### Prompt
Reproduce the stretch of rows below, unchanged, from the line containing "Where can you spot the green leafy" through the end of the rows.

— BEGIN Data listing —

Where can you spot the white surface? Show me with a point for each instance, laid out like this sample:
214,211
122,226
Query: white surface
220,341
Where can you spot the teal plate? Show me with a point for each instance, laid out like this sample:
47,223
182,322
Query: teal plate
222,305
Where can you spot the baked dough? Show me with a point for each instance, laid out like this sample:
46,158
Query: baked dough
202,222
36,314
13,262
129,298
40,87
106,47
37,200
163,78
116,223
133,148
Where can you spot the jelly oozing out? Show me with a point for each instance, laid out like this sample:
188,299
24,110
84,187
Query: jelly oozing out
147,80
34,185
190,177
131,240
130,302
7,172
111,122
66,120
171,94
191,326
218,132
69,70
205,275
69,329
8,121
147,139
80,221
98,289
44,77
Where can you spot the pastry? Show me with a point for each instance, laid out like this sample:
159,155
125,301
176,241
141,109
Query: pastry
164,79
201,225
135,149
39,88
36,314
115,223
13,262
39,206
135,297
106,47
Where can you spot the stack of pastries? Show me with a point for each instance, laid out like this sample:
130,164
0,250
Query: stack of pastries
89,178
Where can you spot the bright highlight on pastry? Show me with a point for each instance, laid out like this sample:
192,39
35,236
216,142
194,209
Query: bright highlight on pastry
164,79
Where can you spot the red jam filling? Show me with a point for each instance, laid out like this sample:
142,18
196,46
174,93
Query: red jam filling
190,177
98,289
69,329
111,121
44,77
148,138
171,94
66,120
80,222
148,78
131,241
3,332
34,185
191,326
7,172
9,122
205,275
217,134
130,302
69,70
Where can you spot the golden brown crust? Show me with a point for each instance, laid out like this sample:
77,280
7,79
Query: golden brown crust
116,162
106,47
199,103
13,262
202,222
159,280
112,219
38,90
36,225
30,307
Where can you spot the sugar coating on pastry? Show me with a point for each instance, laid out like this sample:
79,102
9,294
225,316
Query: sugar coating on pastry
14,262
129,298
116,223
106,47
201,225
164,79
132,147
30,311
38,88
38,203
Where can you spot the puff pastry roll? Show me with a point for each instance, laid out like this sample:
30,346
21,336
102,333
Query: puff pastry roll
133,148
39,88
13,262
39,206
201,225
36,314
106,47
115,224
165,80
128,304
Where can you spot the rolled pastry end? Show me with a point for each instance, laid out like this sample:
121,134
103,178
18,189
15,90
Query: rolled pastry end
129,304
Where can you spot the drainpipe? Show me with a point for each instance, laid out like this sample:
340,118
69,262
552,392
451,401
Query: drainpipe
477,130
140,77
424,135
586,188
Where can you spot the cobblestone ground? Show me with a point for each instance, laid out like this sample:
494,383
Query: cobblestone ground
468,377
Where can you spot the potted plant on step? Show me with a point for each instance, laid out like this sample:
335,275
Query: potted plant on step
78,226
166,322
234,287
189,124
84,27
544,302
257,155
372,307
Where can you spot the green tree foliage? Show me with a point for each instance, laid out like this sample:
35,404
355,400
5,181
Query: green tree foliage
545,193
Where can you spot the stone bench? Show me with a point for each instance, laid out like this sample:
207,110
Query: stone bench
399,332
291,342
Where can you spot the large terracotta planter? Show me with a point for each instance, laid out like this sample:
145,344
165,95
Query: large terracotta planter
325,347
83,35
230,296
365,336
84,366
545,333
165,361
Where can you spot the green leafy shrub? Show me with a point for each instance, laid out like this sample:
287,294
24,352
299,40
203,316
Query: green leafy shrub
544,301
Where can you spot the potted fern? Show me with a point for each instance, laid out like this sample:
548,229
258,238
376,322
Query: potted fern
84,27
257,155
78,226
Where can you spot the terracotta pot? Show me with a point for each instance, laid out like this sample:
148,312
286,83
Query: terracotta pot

— END Data listing —

### Correct result
Where can you spot the green leafy shrub? Show me with a point for each instance, laid out like this sample:
287,294
24,352
299,40
203,316
Query: green leafy shrub
544,301
Where can you spot the potted fern? Show me with a point for each instance, laid out like this sample:
548,229
258,238
376,322
Query: potted fern
84,27
257,155
78,226
Where can you spot the terracotta pot? Show me with a point for each instance, laid out like this sample:
148,312
286,83
Query: terracotta pot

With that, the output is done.